_Given text_

━━━━━━━━━━━━━━━━━━━━━━━━━━━━━━

[v2,2/3] iommu/arm-smmu-v3: add support for unmap an iova range with only one tlb sync

Message ID 1505221238-9428-3-git-send-email-thunder.leizhen@huawei.com
State New
Headers show
Series
  • arm-smmu: performance optimization
Related show

Commit Message

Leizhen (ThunderTown) Sept. 12, 2017, 1 p.m.
This patch is base on: 
(add02cfdc9bc2 "iommu: Introduce Interface for IOMMU TLB Flushing")

Because iotlb_sync is moved out of ".unmap = arm_smmu_unmap", some interval
".unmap" calls should explicitly followed by a iotlb_sync operation.

Signed-off-by: Zhen Lei <thunder.leizhen@huawei.com>

---
 drivers/iommu/arm-smmu-v3.c    | 10 ++++++++++
 drivers/iommu/io-pgtable-arm.c | 30 ++++++++++++++++++++----------
 drivers/iommu/io-pgtable.h     |  1 +
 3 files changed, 31 insertions(+), 10 deletions(-)

-- 
2.5.0

Comments

Will Deacon Oct. 18, 2017, 1 p.m. | #1
On Tue, Sep 12, 2017 at 09:00:37PM +0800, Zhen Lei wrote:
> This patch is base on: 

> (add02cfdc9bc2 "iommu: Introduce Interface for IOMMU TLB Flushing")

> 

> Because iotlb_sync is moved out of ".unmap = arm_smmu_unmap", some interval

> ".unmap" calls should explicitly followed by a iotlb_sync operation.

> 

> Signed-off-by: Zhen Lei <thunder.leizhen@huawei.com>

> ---

>  drivers/iommu/arm-smmu-v3.c    | 10 ++++++++++

>  drivers/iommu/io-pgtable-arm.c | 30 ++++++++++++++++++++----------

>  drivers/iommu/io-pgtable.h     |  1 +

>  3 files changed, 31 insertions(+), 10 deletions(-)

> 

> diff --git a/drivers/iommu/arm-smmu-v3.c b/drivers/iommu/arm-smmu-v3.c

> index ef42c4b..e92828e 100644

> --- a/drivers/iommu/arm-smmu-v3.c

> +++ b/drivers/iommu/arm-smmu-v3.c

> @@ -1772,6 +1772,15 @@ arm_smmu_unmap(struct iommu_domain *domain, unsigned long iova, size_t size)

>  	return ops->unmap(ops, iova, size);

>  }

>  

> +static void arm_smmu_iotlb_sync(struct iommu_domain *domain)

━━━━━━━━━━━━━━━━━━━━━━━━━━━━━━

_Directions for this task_
Continue the arm-smmu-v3 patch thread from the point where it stops. The items after this are unrelated to the arm-smmu-v3 patch thread.

_Data lines_

━━━━━━━━━━━━━━━━━━━━━━━━━━━━━━

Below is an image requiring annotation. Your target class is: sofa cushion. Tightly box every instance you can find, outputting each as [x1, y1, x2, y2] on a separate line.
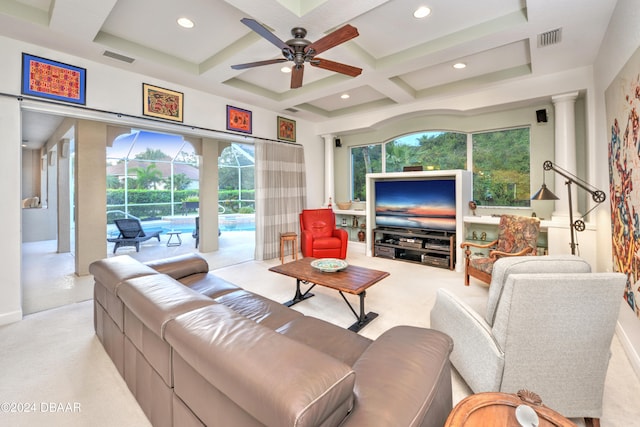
[165, 304, 355, 427]
[215, 289, 303, 329]
[89, 255, 157, 295]
[178, 273, 242, 298]
[118, 274, 216, 343]
[276, 316, 372, 366]
[343, 326, 453, 427]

━━━━━━━━━━━━━━━━━━━━━━━━━━━━━━

_Result_
> +{

> +	struct arm_smmu_domain *smmu_domain = to_smmu_domain(domain);

> +	struct io_pgtable_ops *ops = smmu_domain->pgtbl_ops;

> +

> +	if (ops && ops->iotlb_sync)

> +		ops->iotlb_sync(ops);

> +}

> +

>  static phys_addr_t

>  arm_smmu_iova_to_phys(struct iommu_domain *domain, dma_addr_t iova)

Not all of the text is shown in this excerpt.